Your task is to print all of the material verbatim.

[Point annotation records]
•••

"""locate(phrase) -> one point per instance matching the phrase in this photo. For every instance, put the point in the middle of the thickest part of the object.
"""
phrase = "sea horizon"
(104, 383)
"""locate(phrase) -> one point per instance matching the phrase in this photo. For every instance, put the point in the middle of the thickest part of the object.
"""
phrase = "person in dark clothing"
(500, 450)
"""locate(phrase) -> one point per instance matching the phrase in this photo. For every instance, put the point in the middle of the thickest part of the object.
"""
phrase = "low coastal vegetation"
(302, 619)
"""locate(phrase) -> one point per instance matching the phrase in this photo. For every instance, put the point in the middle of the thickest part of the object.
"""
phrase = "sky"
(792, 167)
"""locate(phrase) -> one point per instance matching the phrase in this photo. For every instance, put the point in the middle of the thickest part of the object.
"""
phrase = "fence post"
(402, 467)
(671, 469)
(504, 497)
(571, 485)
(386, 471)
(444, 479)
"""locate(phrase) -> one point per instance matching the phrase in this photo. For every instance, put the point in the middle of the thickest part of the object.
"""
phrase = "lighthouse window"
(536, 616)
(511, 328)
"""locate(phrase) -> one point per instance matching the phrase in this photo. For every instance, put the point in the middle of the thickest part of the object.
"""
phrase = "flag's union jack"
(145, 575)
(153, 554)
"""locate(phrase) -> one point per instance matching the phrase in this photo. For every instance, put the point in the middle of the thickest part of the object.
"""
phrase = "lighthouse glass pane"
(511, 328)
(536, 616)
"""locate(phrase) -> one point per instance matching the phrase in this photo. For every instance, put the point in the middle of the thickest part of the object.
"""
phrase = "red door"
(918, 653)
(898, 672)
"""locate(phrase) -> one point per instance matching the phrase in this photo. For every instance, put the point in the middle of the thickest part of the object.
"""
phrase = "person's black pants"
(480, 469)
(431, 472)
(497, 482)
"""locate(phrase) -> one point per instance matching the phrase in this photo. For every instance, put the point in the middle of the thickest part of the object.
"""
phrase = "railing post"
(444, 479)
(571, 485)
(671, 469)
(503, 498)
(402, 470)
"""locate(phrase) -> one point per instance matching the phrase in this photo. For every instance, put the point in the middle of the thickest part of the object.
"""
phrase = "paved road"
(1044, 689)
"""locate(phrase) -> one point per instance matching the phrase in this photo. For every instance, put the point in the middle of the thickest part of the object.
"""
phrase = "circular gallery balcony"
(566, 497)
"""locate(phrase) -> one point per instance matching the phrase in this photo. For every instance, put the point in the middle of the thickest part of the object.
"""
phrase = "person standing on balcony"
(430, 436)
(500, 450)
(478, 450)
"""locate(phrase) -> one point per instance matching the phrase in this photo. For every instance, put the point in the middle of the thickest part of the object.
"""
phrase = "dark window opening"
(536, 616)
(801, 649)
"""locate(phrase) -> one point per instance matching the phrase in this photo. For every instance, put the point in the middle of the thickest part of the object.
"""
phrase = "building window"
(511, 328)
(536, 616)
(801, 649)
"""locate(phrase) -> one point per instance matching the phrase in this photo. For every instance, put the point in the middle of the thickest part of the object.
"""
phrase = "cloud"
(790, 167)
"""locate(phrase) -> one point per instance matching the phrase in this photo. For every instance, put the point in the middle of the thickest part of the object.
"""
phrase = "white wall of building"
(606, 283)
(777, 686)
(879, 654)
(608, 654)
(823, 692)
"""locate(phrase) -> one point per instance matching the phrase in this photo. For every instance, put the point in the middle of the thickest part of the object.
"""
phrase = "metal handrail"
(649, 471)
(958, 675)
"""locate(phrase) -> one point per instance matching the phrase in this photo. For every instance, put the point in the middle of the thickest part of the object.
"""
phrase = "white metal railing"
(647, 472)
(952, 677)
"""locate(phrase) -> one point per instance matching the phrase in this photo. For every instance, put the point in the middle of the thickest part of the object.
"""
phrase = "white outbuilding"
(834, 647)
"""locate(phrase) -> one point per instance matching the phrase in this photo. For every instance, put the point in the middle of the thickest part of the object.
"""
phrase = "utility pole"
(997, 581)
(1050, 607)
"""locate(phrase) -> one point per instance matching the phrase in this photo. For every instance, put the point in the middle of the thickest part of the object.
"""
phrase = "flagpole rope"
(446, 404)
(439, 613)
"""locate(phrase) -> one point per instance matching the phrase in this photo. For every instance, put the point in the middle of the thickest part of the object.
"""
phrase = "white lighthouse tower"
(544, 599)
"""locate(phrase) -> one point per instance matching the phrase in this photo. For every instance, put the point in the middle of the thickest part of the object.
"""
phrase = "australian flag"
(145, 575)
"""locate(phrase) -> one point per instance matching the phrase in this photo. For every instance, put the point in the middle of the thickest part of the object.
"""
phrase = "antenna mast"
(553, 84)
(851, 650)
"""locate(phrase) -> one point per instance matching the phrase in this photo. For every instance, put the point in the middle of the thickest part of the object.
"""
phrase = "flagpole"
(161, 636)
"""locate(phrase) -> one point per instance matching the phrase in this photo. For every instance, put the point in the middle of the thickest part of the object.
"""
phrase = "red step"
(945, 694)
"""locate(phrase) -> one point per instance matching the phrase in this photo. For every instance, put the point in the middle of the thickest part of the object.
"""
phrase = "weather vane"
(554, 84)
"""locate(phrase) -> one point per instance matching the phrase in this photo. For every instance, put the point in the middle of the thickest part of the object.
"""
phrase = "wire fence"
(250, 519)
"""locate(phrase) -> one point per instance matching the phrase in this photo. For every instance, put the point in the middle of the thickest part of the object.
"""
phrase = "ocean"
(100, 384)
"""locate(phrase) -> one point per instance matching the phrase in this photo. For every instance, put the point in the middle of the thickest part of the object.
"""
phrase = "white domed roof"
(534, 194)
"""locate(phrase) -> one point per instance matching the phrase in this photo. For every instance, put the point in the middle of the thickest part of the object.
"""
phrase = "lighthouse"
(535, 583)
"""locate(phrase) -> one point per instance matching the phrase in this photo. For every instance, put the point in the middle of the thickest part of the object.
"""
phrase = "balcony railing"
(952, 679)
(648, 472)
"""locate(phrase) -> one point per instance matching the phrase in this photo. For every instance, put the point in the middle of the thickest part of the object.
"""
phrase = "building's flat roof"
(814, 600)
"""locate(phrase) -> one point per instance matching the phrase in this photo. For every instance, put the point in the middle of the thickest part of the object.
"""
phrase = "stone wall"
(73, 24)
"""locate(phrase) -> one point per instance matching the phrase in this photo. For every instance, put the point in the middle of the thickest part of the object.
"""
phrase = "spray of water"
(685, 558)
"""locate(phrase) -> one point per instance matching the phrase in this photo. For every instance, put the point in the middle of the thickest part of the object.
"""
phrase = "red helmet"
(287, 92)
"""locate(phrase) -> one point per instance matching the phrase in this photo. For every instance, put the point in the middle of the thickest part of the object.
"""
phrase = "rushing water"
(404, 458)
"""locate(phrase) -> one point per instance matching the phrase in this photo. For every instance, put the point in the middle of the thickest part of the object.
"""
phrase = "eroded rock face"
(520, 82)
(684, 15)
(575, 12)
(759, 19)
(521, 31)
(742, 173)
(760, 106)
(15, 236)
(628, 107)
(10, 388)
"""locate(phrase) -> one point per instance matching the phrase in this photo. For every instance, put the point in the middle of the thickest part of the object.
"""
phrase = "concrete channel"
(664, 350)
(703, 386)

•••

Response below:
"""locate(phrase) -> one point per instance matching the phrase in this photo. For every instance, put the point in the middle of the thickest part of the object.
"""
phrase = "sea horizon"
(104, 383)
"""locate(phrase) -> one point per instance matching the phrase in this photo. For every instance, put the point in the middle of the thickest part of the object.
"""
phrase = "person in dark clothing"
(500, 450)
"""locate(phrase) -> one point per instance matching the phrase in this photo. For every instance, put the point in the middle of the thickest part of the object.
"""
phrase = "low coastal vegetation"
(302, 619)
"""locate(phrase) -> one point per instance matching the phrase in this photo. For every instance, put the point in the middle of the thickest part of the object.
"""
phrase = "sky"
(792, 167)
"""locate(phrase) -> one point per instance matching the phrase in this photo. For every instance, put the point in the middle of the thickest part of the object.
"""
phrase = "fence post"
(402, 467)
(671, 469)
(504, 497)
(571, 485)
(386, 471)
(444, 479)
"""locate(phrase) -> one point per instance matching the phrase in this photo. For every instance, put the point in the middle of the thickest part of the object.
"""
phrase = "lighthouse window"
(536, 616)
(511, 328)
"""locate(phrase) -> one point per instance matching the phrase in this photo. For every instance, put the point in the middle of the thickest part of the object.
"""
phrase = "flag's union jack"
(145, 575)
(153, 554)
"""locate(phrase) -> one point per instance matching the phrase in this photo. For every instance, put the point in the middle of the thickest part of the object.
"""
phrase = "lighthouse glass pane"
(511, 328)
(536, 616)
"""locate(phrase) -> one point per instance matching the phrase in this photo. For every instance, put the point in the middle of the thickest part of the object.
"""
phrase = "red door"
(918, 653)
(898, 672)
"""locate(phrase) -> one point per instance matching the phrase in this photo. For every instance, put the point in the middle of the thickest part of the object.
"""
phrase = "person's black pants"
(480, 469)
(431, 472)
(497, 482)
"""locate(phrase) -> one point per instance matching the phrase in this photo. For every instance, put the point in the middle of the thickest part of the object.
"""
phrase = "railing post"
(444, 479)
(571, 485)
(671, 469)
(503, 498)
(402, 470)
"""locate(phrase) -> one point per instance matching the phrase in this photo. For every instance, put the point in the middle of the thickest part of the object.
"""
phrase = "paved road"
(1044, 689)
"""locate(phrase) -> one point per instance matching the phrase in this photo. For every instance, put the point in the middle of the thickest part of the object.
"""
phrase = "circular gallery balcony"
(566, 497)
"""locate(phrase) -> one point per instance matching the phrase in this photo. For every instance, put the point in the middle of the thickest part of the object.
"""
phrase = "person standing on balcony"
(430, 436)
(500, 450)
(478, 450)
"""locate(phrase) -> one point per instance matching the phrase in this photo. For every instance, put the point in the middle of the thickest part of the object.
"""
phrase = "dark window opening"
(536, 616)
(801, 649)
"""locate(phrase) -> one point per instance matching the phrase in this photo. For every instance, put the point in the middle of the thickest part of the object.
"""
phrase = "building window"
(511, 328)
(536, 616)
(801, 649)
"""locate(phrase) -> one point per instance matching the phrase in this photo. For every instance, put the point in the middle of the thickest part of the object.
"""
phrase = "cloud"
(790, 167)
"""locate(phrase) -> one point per instance matching the phrase in this photo. For every instance, put the point in the middle of the thickest part of the object.
"""
phrase = "white wall of building"
(606, 283)
(777, 686)
(879, 654)
(608, 654)
(823, 692)
"""locate(phrase) -> one point per instance matching the phrase in this photo. For every instance, put the point in the middle of the thickest part of the object.
"""
phrase = "metal handrail"
(649, 471)
(958, 675)
"""locate(phrase) -> one point per instance matching the phrase in this photo. For every instance, put the point in the middle of the thickest part of the object.
"""
phrase = "white metal railing"
(647, 472)
(952, 677)
"""locate(phrase) -> one point per instance matching the phrase in this photo. For every instance, put the point in the middle of the thickest part of the object.
"""
phrase = "white outbuilding"
(834, 647)
"""locate(phrase) -> one point per instance matching the phrase in this photo. For every instance, put the point in the middle of the thickest part of the object.
"""
phrase = "utility pole"
(997, 581)
(1050, 607)
"""locate(phrase) -> one point per instance matching the phrase in this photo. For every instance, put the point in the middle of the thickest part of the object.
"""
phrase = "flagpole rope"
(446, 404)
(439, 613)
"""locate(phrase) -> one point per instance matching the phrase in this photo. For every instance, put the point in the middle of the thickest part of the object.
"""
phrase = "white lighthouse tower"
(544, 599)
"""locate(phrase) -> one point per instance matching the phrase in this photo. For every instance, put the point in the middle of the thickest part of the object.
"""
phrase = "australian flag"
(145, 575)
"""locate(phrase) -> one point per instance matching the phrase in this photo. For every instance, put the point in the middle of the thickest part of the object.
"""
phrase = "antenna mast"
(553, 84)
(851, 650)
"""locate(phrase) -> one point per instance matching the phrase in this photo. For every instance, put the point in the middle of the thickest part of the object.
"""
phrase = "flagpole"
(161, 636)
"""locate(phrase) -> one point per instance matching the phrase in this photo. For every instance, put the point in the middle of the thickest part of the object.
"""
phrase = "red step"
(945, 694)
"""locate(phrase) -> one point per instance matching the phrase in this photo. For every instance, put the point in the middle of the thickest part of the object.
"""
phrase = "weather vane"
(554, 84)
"""locate(phrase) -> one point per instance matching the phrase in this photo. For every instance, put the point in the middle of the thickest part of the object.
"""
phrase = "wire fence"
(250, 519)
"""locate(phrase) -> one point per instance matching the phrase in this photo. For every instance, put the point in the middle of the thickest part of the object.
"""
phrase = "ocean"
(100, 384)
"""locate(phrase) -> one point per instance matching the phrase in this photo. For every instance, put the point in the middle of the thickest part of the object.
"""
phrase = "white domed roof"
(534, 194)
"""locate(phrase) -> one point per instance matching the phrase in this photo. For every instance, put the point in the middle of the thickest part of the object.
"""
phrase = "lighthouse"
(535, 583)
"""locate(phrase) -> one point per instance matching the phrase in this photo. For every instance, put the point in the middle of the thickest part of the object.
"""
phrase = "balcony railing"
(952, 679)
(648, 472)
"""locate(phrase) -> one point per instance matching the phrase in this photo. For every instance, put the point in the middle of the thickest part of the object.
"""
phrase = "building's flat roof"
(814, 600)
"""locate(phrase) -> one point per instance matching the phrase in this photo. For every instance, put the point in the middle of the thickest part of the object.
"""
phrase = "stone wall"
(73, 24)
"""locate(phrase) -> one point per instance matching the phrase in this photo. For every instance, put the point in the middle of the thickest part of the object.
"""
phrase = "spray of water"
(685, 558)
"""locate(phrase) -> one point per instance matching the phrase in this photo. For every instance, put the point in the middle of the thickest part of the object.
"""
phrase = "red helmet"
(287, 92)
"""locate(phrase) -> one point per instance matching the phrase in this photo. For every instance, put the point in the middle of the thickest part of the object.
"""
phrase = "rushing water"
(404, 458)
"""locate(phrase) -> one point per instance matching the phrase in this photo. For every instance, put the point in the middle of the thickest part of the object.
"""
phrase = "eroded rock face"
(520, 82)
(684, 15)
(575, 12)
(759, 19)
(521, 31)
(742, 173)
(760, 106)
(15, 236)
(628, 107)
(10, 388)
"""locate(phrase) -> one point per instance matching the phrase in this photo. For every instance, put the point in the middle of the thickest part of the object.
"""
phrase = "concrete channel"
(664, 350)
(703, 386)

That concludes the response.